Please output exactly the run of lines that starts at the line with "Where can the mulch" and ends at the last line of the records below.

Stored dataset items:
Start
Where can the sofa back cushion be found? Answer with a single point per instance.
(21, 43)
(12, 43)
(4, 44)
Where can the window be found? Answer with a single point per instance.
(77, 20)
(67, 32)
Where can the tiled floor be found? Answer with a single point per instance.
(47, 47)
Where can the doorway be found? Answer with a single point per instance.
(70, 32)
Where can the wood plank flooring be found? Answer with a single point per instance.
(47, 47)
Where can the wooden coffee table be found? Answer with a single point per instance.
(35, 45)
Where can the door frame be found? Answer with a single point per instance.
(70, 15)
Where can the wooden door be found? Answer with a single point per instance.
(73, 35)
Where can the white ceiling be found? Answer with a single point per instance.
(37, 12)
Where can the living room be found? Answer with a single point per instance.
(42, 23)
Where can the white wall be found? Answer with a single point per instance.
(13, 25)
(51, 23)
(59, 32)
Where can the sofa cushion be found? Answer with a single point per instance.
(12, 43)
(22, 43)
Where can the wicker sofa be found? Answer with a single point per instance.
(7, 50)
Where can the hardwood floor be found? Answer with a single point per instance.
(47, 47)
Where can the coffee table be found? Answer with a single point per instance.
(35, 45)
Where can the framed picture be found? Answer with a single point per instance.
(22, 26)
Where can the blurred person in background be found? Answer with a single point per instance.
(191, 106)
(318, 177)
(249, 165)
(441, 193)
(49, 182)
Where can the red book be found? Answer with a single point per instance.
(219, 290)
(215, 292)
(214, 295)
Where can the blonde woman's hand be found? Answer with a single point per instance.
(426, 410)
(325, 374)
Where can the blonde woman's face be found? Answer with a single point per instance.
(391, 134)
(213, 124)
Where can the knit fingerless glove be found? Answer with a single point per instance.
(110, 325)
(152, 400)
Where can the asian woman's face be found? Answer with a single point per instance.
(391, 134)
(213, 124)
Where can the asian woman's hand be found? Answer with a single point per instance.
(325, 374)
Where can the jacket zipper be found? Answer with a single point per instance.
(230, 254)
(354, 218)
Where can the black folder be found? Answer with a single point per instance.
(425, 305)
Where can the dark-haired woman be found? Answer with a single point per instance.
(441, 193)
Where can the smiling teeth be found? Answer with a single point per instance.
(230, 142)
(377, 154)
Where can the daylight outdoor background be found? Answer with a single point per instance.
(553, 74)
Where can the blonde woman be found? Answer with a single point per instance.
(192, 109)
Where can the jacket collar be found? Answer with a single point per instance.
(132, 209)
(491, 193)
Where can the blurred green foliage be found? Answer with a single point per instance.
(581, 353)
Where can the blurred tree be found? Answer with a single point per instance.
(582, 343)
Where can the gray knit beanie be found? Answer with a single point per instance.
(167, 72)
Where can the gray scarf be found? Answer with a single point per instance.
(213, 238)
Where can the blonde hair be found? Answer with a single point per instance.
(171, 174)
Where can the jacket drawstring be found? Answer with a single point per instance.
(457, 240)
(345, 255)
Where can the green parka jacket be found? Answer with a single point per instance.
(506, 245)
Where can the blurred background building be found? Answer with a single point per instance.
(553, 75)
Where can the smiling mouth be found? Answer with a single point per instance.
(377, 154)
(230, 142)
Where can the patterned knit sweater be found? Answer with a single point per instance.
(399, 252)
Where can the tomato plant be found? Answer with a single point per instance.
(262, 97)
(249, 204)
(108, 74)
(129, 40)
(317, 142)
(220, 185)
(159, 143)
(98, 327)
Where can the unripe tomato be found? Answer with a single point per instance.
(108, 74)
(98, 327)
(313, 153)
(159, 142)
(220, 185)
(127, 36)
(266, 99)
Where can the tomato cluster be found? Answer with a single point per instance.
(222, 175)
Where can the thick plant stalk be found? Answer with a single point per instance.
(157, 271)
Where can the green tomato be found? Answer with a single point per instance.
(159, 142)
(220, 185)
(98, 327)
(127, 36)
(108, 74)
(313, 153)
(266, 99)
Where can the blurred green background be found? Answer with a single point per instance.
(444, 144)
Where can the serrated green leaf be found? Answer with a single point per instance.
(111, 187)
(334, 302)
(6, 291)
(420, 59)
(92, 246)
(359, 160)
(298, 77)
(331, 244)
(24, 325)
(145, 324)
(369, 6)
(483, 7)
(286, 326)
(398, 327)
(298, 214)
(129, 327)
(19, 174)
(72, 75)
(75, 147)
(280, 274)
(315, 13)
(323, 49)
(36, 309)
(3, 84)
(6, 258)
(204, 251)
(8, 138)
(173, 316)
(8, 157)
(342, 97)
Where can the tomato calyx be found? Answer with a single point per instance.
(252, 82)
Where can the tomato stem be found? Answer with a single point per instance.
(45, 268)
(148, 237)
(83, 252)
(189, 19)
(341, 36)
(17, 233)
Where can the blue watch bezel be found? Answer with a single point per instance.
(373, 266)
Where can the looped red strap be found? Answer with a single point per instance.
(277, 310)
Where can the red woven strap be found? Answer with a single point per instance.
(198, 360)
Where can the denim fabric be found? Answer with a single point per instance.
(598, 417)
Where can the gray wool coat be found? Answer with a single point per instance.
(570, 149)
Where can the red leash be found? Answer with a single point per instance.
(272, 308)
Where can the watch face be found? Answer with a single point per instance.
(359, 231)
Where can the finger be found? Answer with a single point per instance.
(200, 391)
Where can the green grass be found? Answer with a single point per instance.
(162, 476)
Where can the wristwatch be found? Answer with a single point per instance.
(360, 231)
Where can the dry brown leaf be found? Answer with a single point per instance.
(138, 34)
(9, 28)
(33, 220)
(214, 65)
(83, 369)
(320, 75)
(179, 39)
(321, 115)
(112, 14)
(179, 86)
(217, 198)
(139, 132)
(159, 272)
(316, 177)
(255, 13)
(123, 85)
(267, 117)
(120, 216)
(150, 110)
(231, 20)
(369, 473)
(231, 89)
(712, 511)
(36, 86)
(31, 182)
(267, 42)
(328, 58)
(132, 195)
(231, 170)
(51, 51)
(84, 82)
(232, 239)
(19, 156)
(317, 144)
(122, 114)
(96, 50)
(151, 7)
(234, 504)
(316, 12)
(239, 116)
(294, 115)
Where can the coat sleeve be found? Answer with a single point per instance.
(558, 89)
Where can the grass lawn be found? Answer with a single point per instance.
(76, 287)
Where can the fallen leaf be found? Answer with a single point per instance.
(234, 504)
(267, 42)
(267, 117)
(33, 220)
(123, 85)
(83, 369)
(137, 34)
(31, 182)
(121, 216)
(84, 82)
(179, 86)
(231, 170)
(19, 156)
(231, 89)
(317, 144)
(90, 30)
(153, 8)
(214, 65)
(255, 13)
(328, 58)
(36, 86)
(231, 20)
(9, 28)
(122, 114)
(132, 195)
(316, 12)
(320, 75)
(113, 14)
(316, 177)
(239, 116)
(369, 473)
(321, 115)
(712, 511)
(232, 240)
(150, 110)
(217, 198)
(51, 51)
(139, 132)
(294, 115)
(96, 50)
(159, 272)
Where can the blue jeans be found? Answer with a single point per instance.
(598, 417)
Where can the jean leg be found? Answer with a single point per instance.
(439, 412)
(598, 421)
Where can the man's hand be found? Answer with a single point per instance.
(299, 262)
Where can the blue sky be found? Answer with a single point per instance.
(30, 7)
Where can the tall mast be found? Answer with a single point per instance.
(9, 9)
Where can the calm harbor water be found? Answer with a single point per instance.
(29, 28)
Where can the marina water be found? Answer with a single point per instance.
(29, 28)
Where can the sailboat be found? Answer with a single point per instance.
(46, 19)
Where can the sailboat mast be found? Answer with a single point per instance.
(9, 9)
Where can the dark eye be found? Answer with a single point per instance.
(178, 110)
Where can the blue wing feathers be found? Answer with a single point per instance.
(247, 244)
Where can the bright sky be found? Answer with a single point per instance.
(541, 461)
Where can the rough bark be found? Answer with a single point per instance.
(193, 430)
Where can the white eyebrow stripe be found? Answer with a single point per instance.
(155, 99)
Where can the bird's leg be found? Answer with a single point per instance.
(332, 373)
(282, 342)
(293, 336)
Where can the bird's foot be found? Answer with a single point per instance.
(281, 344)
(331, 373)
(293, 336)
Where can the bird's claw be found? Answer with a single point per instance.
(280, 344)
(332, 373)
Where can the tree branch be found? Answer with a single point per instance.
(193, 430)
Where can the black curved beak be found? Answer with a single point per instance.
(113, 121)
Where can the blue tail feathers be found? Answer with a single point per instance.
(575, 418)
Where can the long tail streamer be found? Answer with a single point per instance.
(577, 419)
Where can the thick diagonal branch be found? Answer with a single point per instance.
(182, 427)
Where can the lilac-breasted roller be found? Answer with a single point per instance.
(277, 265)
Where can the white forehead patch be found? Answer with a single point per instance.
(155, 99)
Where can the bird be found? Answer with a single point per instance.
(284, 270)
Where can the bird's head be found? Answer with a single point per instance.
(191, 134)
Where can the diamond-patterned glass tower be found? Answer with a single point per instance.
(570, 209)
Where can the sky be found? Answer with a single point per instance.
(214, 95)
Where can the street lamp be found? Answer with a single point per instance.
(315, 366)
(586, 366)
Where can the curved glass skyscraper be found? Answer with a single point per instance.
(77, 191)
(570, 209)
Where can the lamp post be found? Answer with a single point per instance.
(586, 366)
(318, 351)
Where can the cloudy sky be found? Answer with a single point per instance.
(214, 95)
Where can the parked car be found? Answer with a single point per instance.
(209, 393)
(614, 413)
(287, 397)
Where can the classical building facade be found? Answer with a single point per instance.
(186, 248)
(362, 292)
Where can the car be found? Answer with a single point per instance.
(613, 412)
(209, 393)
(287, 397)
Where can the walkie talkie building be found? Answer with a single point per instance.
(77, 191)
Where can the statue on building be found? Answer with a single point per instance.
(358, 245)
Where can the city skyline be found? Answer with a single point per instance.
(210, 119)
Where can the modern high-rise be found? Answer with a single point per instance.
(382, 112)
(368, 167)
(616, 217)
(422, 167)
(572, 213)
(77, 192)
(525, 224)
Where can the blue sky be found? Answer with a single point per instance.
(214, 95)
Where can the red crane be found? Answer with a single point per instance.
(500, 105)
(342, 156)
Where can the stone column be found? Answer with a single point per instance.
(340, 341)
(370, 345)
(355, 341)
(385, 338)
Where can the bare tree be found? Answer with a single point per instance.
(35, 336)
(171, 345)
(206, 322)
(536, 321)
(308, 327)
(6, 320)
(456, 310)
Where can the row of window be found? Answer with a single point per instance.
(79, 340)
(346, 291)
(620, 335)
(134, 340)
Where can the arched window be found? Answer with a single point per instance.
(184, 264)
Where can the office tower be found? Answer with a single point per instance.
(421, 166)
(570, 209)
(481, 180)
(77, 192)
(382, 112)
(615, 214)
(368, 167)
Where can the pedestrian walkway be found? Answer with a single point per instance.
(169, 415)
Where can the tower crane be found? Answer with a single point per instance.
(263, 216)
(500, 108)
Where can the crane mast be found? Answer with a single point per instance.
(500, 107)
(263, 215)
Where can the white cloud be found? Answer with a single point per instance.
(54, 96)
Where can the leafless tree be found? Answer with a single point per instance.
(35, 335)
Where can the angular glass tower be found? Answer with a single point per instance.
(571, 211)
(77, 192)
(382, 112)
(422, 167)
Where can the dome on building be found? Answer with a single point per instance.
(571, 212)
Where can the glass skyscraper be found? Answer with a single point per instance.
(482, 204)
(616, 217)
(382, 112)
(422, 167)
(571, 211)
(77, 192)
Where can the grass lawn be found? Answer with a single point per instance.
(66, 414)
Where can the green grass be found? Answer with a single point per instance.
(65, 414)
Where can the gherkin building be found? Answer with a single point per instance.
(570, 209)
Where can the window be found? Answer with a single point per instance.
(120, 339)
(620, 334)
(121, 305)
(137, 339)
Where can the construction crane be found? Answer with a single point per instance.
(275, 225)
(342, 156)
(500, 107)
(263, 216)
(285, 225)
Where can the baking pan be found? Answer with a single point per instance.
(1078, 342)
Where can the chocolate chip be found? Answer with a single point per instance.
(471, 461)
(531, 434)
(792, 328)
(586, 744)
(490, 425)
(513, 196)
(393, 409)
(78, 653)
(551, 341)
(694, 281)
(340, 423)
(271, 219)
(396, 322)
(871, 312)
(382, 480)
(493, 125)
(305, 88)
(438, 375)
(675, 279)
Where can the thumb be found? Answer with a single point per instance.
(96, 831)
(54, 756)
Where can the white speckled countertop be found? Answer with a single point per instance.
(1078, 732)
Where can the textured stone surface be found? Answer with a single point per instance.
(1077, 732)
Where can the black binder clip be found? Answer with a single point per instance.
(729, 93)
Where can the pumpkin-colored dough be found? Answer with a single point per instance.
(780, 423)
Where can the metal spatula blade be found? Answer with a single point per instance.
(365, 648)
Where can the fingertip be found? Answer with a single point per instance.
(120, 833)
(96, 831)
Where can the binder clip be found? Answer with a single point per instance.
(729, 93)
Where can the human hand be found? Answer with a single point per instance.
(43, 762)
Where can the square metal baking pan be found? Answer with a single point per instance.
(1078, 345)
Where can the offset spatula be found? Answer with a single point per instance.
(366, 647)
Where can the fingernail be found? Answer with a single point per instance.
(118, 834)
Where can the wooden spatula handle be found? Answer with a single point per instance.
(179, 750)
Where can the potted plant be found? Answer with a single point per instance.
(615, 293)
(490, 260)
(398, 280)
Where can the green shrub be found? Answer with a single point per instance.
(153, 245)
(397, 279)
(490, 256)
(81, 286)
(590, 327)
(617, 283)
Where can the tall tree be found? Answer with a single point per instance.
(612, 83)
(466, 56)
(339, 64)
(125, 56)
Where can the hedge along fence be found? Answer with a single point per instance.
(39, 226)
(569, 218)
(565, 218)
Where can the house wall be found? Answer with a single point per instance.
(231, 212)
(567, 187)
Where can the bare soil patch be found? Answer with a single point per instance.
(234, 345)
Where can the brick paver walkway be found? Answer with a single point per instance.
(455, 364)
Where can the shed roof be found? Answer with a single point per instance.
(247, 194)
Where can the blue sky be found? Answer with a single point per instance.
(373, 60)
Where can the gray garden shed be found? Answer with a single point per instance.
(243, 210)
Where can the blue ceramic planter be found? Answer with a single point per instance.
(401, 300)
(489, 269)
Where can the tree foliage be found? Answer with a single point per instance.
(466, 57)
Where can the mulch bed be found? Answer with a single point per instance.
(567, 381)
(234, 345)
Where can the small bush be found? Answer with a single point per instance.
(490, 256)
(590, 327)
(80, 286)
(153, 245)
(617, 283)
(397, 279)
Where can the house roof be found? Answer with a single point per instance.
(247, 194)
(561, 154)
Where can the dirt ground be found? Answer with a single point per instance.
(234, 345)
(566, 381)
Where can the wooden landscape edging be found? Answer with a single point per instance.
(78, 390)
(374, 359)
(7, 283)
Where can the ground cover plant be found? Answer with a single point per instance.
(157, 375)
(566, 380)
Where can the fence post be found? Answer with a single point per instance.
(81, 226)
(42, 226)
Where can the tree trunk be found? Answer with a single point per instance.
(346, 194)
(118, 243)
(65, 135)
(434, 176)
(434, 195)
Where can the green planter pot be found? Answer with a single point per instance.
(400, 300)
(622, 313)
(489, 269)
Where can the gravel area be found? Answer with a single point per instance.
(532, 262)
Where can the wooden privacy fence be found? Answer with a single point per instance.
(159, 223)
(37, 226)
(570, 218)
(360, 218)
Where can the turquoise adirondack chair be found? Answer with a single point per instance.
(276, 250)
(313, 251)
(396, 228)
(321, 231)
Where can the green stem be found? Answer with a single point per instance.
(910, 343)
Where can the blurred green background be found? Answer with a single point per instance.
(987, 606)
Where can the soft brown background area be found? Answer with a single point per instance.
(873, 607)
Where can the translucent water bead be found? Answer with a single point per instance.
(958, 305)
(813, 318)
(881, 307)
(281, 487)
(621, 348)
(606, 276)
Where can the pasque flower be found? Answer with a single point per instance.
End
Finished exercise:
Where can the mulch bed be found? Answer with a single point per instance.
(567, 381)
(234, 345)
Where can the small bush be found? Answer with a single point per instance.
(490, 256)
(590, 327)
(80, 286)
(153, 245)
(617, 283)
(397, 279)
Where can the house roof be found? Answer with a single point per instance.
(247, 194)
(561, 154)
Where can the dirt ground be found? Answer with a single point per instance.
(234, 345)
(566, 381)
Where can the wooden landscape edging be found? Answer with a single point per instance.
(78, 390)
(374, 359)
(7, 283)
Where can the ground cover plant be found? Answer with a single point per instance.
(157, 375)
(566, 380)
Where can the fence post be found? Answer with a single point per instance.
(81, 226)
(42, 226)
Where can the tree trunk be found? Answer with a single point per instance.
(346, 194)
(118, 243)
(65, 135)
(434, 176)
(434, 195)
Where can the green planter pot be found? Answer with a single point per instance.
(400, 300)
(622, 313)
(489, 269)
Where can the gravel area be found? Answer with a single point per instance.
(532, 262)
Where can the wooden privacy fence be found? Answer with a single point per instance.
(159, 223)
(37, 226)
(570, 218)
(360, 218)
Where can the turquoise adirondack chair be found? Answer with a single point per instance.
(276, 250)
(313, 251)
(396, 228)
(321, 231)
Where can the green stem be found? Answer with a single point per instance.
(910, 343)
Where can the blurred green background be found? Answer with a single point per instance.
(987, 606)
Where can the soft brown background area be found? Answer with a single point per instance.
(873, 607)
Where can the translucent water bead be found? Answer with a single point per instance.
(958, 305)
(813, 318)
(881, 307)
(281, 487)
(621, 348)
(606, 276)
Where can the pasque flower be found? Answer with a single point per instance.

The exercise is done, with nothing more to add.